• Work order:
Exactly the line with "box: [179, 0, 230, 33]" and the lines that follow it, through the closing line of the entries, should be restated, with nothing left out or added.

====== Records supplied

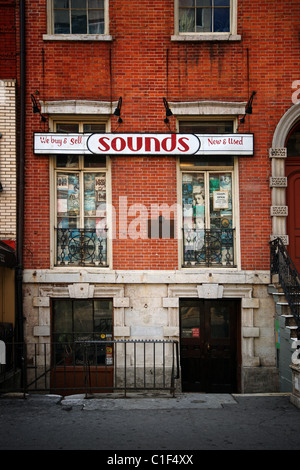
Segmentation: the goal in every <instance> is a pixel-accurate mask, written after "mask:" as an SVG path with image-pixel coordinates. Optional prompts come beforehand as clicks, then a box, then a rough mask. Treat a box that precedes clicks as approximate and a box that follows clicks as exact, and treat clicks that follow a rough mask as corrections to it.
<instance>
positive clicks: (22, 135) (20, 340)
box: [16, 0, 26, 365]
mask: <svg viewBox="0 0 300 470" xmlns="http://www.w3.org/2000/svg"><path fill="white" fill-rule="evenodd" d="M19 5H20V12H19V13H20V24H19V26H20V87H19V109H20V120H19V129H20V133H19V151H18V162H17V163H18V164H17V246H16V256H17V268H16V341H17V342H20V343H23V342H24V325H23V320H24V319H23V292H22V291H23V289H22V287H23V237H24V229H23V227H24V222H23V221H24V166H25V165H24V164H25V91H26V90H25V87H26V78H25V0H20V2H19ZM23 356H24V355H23V348H20V351H19V354H18V361H20V365H21V363H22V361H23V360H24V357H23Z"/></svg>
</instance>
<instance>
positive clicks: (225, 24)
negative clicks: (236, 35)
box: [179, 0, 230, 33]
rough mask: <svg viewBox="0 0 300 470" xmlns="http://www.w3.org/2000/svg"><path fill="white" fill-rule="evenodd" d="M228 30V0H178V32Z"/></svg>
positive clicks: (202, 32)
mask: <svg viewBox="0 0 300 470" xmlns="http://www.w3.org/2000/svg"><path fill="white" fill-rule="evenodd" d="M229 31H230V0H179V32H180V33H220V32H221V33H224V32H229Z"/></svg>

============

• Answer section:
box: [179, 0, 230, 33]
rough mask: <svg viewBox="0 0 300 470" xmlns="http://www.w3.org/2000/svg"><path fill="white" fill-rule="evenodd" d="M228 30V0H178V32Z"/></svg>
positive clicks: (202, 32)
mask: <svg viewBox="0 0 300 470" xmlns="http://www.w3.org/2000/svg"><path fill="white" fill-rule="evenodd" d="M229 31H230V0H179V32H180V33H220V32H221V33H224V32H229Z"/></svg>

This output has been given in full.